■ **Uit te voeren**:
1. Op welke datum werd volgens het besluit van 8 oktober 2009 het advies van de Inspecteur van Financiën gegeven?
2. Herhaal alstublieft letterlijk een stuk uit het besluit van 8 oktober 2009: begin bij de woorden "Overwegende dat het" en stop na "externe erkende arts.".
3. Pak het besluit van 8 oktober 2009 weer op en schrijf verder na de laatste zin die ervan getoond wordt.

■ **Te lezen fragment**:
Etaamb.openjustice.be
Ministerieel Besluit van 08 oktober 2009
gepubliceerd op 15 oktober 2009

Ministerieel besluit tot wijziging van het ministerieel besluit van 28 december 2001 tot uitvoering van sommige bepalingen van het koninklijk besluit van 30 maart 2001 tot regeling van de rechtspositie van het personeel van de politiediensten

bron
federale overheidsdienst binnenlandse zaken
numac
2009000669
pub.
15/10/2009
prom.
08/10/2009
ELI
eli/besluit/2009/10/08/2009000669/staatsblad
staatsblad
https://www.ejustice.just.fgov.be/cgi/article_body(...)
links
Raad van State (chrono)
Document Qrcode

8 OKTOBER 2009. - Ministerieel besluit tot wijziging van het ministerieel besluit van 28 december 2001 tot uitvoering van sommige bepalingen van het koninklijk besluit van 30 maart 2001 tot regeling van de rechtspositie van het personeel van de politiediensten


De Minister van Binnenlandse Zaken, Gelet op het koninklijk besluit van 30 maart 2001 tot regeling van de rechtspositie van het personeel van de politiediensten (RPPol), artikel X.I.7, eerste lid;

Gelet op het ministerieel besluit van 28 december 2001 tot uitvoering van sommige bepalingen van het koninklijk besluit van 30 maart 2001 tot regeling van de rechtspositie van het personeel van de politiediensten (UBPol);

Gelet op de protocollen van onderhandelingen nr. 186/4 en 246/4 van het onderhandelingscomité voor de politiediensten, gesloten op respectievelijk 24 augustus 2006 en 10 juni 2009;

Gelet op het advies van de Inspecteur van Financiën, gegeven op 26 maart 2009;

Gelet op de akkoordbevinding van de Minister van Ambtenarenzaken, d.d. 11 juni 2009;

Gelet op de akkoordbevinding van de Staatssecretaris voor Begroting, d.d. 30 juli 2009;

Overwegende dat het advies van de Adviesraad van burgemeesters niet regelmatig binnen de voorgeschreven termijn gegeven is en dat geen verzoek om verlenging van de termijn gedaan is; dat er bijgevolg aan is voorbijgegaan;

Gelet op het advies 47.170/2 van de Raad van State, gegeven op 28 september 2009, met toepassing van artikel 84, § 1, eerste lid, 1°, van de wetten op de Raad van State, gecoördineerd op 12 januari 1973, Besluit : HOOFDSTUK 1. - Wijzigingsbepaling

Artikel 1.Artikel X.8 UBPol wordt vervangen als volgt : « Art. X.8. Het personeelslid dat het recht op kosteloze gezondheidszorgen geniet, heeft recht op de terugbetaling bedoeld in het tweede lid van de aankoop van correctieglazen of contactlenzen, voorgeschreven door een oftalmoloog waarnaar het is doorverwezen door een arts van de medische dienst of door een externe erkende arts.

■ **Uittreksel gegevens**:

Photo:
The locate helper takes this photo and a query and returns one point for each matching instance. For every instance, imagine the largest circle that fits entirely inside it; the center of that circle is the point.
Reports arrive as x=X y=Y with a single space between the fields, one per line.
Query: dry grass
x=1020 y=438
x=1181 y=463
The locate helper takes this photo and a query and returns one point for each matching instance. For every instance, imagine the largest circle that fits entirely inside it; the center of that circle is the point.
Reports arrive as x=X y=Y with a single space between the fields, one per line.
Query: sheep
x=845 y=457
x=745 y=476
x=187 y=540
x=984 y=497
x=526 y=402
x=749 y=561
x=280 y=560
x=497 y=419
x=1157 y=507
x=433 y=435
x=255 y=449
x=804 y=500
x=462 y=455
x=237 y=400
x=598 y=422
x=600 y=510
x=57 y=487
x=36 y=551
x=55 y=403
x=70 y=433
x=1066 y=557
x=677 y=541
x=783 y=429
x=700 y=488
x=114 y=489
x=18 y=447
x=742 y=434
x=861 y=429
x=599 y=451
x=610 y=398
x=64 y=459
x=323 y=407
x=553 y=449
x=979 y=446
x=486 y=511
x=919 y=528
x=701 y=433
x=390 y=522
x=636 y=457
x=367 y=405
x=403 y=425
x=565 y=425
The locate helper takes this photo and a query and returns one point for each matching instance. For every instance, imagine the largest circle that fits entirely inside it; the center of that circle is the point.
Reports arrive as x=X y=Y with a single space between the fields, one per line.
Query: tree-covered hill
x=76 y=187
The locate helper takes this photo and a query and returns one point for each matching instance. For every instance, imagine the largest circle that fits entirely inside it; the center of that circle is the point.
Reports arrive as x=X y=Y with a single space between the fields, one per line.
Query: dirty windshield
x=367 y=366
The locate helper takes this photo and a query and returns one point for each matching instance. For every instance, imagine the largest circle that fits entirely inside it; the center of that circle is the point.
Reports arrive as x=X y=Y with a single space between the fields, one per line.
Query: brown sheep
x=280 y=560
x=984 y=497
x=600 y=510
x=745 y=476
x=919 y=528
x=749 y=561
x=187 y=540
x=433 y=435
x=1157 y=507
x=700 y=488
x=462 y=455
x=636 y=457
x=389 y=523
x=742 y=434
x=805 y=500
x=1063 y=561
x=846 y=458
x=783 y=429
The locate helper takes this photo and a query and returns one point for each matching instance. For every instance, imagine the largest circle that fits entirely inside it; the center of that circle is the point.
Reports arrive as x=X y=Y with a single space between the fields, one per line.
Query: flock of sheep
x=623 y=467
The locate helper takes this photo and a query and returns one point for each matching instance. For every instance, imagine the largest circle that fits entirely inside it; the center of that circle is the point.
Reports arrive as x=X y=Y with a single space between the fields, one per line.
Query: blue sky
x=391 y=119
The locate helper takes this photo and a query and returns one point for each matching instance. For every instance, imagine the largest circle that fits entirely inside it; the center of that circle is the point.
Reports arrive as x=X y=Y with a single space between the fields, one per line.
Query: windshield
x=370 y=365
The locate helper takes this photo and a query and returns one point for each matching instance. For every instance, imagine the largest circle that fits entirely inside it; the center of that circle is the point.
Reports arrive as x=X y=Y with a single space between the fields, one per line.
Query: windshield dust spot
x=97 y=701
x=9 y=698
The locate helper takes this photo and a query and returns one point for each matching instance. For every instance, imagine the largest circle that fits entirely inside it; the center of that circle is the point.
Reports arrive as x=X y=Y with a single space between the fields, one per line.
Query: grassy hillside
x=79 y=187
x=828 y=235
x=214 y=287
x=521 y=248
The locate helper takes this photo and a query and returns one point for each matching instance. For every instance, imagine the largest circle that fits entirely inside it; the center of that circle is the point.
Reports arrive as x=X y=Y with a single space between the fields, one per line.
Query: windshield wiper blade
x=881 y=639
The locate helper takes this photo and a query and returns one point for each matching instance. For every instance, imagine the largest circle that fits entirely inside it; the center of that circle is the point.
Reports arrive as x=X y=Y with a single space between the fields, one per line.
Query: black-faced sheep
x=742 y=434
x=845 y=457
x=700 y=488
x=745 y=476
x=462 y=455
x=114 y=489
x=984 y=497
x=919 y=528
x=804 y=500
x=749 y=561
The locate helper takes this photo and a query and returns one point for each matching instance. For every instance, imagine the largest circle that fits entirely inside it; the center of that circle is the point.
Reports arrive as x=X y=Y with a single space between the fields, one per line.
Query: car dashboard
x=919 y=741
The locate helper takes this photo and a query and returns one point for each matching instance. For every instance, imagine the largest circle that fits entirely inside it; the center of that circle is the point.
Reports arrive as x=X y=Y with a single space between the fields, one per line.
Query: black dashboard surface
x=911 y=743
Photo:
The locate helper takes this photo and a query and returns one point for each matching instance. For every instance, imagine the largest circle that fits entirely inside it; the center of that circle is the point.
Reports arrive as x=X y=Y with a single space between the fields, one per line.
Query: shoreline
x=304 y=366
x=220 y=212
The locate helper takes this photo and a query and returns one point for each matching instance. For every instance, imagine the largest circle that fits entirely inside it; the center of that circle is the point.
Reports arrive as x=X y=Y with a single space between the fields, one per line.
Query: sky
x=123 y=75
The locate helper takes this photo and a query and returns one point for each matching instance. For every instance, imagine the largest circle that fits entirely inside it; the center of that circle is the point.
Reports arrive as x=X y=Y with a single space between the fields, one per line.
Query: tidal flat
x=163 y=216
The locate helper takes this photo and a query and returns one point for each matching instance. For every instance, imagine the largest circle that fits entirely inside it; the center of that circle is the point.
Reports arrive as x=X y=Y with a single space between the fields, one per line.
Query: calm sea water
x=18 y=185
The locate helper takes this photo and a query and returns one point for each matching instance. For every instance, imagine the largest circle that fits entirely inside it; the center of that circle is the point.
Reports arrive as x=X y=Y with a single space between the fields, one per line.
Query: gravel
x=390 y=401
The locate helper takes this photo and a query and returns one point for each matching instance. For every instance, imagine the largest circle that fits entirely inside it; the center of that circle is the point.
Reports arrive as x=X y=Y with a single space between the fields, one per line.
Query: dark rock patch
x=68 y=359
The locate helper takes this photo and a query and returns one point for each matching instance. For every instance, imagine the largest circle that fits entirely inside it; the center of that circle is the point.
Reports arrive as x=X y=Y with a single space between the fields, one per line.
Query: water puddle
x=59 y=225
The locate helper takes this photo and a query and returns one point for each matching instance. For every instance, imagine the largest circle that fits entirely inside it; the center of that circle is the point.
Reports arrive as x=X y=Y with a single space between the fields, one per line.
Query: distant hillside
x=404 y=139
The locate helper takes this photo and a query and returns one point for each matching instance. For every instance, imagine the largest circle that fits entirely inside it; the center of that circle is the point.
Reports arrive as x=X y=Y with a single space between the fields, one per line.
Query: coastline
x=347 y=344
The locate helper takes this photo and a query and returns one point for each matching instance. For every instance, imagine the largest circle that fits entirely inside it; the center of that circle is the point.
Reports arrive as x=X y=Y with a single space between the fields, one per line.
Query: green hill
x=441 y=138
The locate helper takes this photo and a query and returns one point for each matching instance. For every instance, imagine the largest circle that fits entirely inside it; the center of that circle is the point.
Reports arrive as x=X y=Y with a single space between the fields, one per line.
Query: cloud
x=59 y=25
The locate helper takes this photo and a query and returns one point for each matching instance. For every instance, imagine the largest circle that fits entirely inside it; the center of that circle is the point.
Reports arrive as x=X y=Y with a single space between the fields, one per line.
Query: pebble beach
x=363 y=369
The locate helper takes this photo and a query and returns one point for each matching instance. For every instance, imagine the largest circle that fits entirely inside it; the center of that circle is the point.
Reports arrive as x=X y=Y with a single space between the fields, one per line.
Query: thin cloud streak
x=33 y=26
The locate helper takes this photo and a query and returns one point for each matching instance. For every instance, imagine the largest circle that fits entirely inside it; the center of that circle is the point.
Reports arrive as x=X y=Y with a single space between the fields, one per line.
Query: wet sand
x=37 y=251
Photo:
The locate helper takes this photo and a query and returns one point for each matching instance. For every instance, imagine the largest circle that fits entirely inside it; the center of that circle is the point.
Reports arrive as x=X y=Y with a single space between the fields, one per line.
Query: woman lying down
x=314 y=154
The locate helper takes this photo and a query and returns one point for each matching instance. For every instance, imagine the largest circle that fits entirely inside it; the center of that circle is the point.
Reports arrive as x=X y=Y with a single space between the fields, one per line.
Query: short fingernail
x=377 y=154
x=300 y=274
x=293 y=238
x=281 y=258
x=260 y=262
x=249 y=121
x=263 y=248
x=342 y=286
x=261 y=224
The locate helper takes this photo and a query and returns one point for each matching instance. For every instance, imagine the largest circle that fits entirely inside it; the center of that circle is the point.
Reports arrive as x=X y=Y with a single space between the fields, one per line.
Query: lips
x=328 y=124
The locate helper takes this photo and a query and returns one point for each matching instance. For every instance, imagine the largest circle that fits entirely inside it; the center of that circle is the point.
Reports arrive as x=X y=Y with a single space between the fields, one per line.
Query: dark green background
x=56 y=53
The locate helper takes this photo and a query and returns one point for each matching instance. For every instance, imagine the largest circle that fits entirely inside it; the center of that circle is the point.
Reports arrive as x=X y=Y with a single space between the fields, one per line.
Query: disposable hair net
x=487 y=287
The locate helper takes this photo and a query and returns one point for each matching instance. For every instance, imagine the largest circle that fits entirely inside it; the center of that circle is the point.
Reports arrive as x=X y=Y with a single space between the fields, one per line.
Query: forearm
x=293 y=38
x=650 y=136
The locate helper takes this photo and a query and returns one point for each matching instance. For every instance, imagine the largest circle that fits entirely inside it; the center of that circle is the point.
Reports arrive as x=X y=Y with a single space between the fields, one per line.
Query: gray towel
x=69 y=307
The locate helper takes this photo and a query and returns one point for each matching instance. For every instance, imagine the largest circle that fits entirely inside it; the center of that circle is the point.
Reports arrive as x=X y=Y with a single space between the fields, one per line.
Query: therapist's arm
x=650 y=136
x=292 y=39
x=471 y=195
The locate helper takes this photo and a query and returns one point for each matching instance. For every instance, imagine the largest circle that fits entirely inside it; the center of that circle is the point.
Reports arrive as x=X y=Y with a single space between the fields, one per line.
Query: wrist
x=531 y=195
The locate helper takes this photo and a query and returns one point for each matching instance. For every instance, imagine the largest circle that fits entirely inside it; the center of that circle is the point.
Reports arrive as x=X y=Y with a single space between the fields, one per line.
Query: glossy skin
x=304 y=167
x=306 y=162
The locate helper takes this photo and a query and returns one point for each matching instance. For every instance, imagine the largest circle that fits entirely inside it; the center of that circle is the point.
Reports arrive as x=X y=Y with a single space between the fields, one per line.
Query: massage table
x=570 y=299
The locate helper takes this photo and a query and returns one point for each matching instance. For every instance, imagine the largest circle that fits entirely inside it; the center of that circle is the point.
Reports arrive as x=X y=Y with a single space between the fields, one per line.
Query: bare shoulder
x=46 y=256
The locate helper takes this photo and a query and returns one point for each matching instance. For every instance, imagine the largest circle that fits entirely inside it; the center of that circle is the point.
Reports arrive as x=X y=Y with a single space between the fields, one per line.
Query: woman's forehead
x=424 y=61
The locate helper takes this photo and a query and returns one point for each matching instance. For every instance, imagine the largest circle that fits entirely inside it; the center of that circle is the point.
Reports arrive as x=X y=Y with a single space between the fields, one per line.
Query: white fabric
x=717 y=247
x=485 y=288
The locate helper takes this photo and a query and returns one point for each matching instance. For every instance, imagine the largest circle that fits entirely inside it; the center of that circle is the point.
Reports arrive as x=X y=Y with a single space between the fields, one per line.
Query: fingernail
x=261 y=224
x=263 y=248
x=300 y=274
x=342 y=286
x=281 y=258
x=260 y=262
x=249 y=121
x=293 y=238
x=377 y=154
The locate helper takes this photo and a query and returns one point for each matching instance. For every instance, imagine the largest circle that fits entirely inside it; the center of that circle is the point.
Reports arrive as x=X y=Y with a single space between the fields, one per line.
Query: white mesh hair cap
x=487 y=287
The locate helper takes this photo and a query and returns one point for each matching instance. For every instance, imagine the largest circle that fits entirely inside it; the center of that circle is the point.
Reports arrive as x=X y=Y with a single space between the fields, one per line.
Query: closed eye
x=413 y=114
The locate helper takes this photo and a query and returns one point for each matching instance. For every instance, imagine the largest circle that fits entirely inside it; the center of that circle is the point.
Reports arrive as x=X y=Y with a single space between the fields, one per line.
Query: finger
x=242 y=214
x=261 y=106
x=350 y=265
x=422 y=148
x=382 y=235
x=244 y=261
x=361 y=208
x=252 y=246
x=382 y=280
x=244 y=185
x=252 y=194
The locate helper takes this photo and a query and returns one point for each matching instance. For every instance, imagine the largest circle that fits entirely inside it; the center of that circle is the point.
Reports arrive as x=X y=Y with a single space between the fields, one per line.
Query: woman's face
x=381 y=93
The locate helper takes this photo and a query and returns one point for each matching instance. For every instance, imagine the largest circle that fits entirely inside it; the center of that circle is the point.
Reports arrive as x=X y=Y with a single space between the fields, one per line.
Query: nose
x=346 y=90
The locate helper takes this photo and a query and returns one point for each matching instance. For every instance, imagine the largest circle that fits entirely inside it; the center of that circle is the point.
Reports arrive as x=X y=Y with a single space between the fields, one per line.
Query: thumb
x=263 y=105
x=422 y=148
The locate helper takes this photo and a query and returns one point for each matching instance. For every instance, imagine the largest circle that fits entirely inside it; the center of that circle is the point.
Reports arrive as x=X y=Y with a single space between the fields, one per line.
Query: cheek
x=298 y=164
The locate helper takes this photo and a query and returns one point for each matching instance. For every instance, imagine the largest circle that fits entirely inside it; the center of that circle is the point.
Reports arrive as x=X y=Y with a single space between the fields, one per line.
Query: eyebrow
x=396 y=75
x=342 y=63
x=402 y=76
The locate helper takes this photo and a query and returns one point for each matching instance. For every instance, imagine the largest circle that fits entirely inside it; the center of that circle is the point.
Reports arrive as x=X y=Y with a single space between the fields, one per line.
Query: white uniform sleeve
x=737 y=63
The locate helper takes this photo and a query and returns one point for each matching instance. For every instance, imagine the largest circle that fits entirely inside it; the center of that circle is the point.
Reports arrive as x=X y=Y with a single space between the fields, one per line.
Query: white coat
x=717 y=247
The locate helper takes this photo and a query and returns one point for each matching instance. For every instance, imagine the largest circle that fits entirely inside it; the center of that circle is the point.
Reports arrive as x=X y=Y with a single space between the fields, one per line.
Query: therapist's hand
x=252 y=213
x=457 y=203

■ **Antwoordenlijst**:
1. Op 26 maart 2009.

2.
Overwegende dat het advies van de Adviesraad van burgemeesters niet regelmatig binnen de voorgeschreven termijn gegeven is en dat geen verzoek om verlenging van de termijn gedaan is; dat er bijgevolg aan is voorbijgegaan;

Gelet op het advies 47.170/2 van de Raad van State, gegeven op 28 september 2009, met toepassing van artikel 84, § 1, eerste lid, 1°, van de wetten op de Raad van State, gecoördineerd op 12 januari 1973, Besluit : HOOFDSTUK 1. - Wijzigingsbepaling

Artikel 1.Artikel X.8 UBPol wordt vervangen als volgt : « Art. X.8. Het personeelslid dat het recht op kosteloze gezondheidszorgen geniet, heeft recht op de terugbetaling bedoeld in het tweede lid van de aankoop van correctieglazen of contactlenzen, voorgeschreven door een oftalmoloog waarnaar het is doorverwezen door een arts van de medische dienst of door een externe erkende arts.

3.
Van de kostprijs van elk glas of elke contactlens, in voorkomend geval verminderd met de tussenkomst van de ziekteverzekering, wordt 75 % terugbetaald met een maximum van 150 euro per glas of per contactlens.

Bij de hernieuwing van correctieglazen of contactlenzen, wordt de financiële tussenkomst bedoeld in het tweede lid slechts toegekend mits wijziging in de dioptrie en na het verstrijken van een periode van twee jaar sinds de vorige tussenkomst. ». HOOFDSTUK 2. - Overgangsbepaling

Art. 2.Het personeelslid dat het recht op kosteloze gezondheidszorgen geniet, heeft recht op de terugbetaling bedoeld in respectievelijk het tweede of vierde lid, voor de aankoop van een correctiebril of voor de hernieuwing van correctieglazen, voorgeschreven door een oftalmoloog waarnaar het is doorverwezen door een arts van de medische dienst of door een externe erkende arts.

De kostprijs van het montuur en de glazen, in voorkomend geval verminderd met de tussenkomst van de ziekteverzekering, wordt met een maximum van 125 euro terugbetaald.

Voor de hernieuwing van de correctiebril wordt de financiële tussenkomst, bedoeld in het tweede lid, slechts toegekend na het verstrijken van een periode van vijf jaar sinds de vorige tussenkomst.

Voor de hernieuwing van correctieglazen, wordt de prijs van elk glas, in voorkomend geval verminderd met de tussenkomst van de ziekteverzekering, met een maximum van 37 euro per glas terugbetaald.

Deze financiële tussenkomst wordt slechts toegekend mits wijziging in de dioptrie en na het verstrijken van een periode van twee jaar sinds de vorige tussenkomst. HOOFDSTUK 3. - Slotbepaling

Art. 3.Dit besluit heeft uitwerking met ingang van 1 januari 2007, met uitzondering van artikel 2 dat uitwerking heeft met ingang van 1 april 2001 en buiten werking treedt op 1 januari 2007.

Brussel, 8 oktober 2009.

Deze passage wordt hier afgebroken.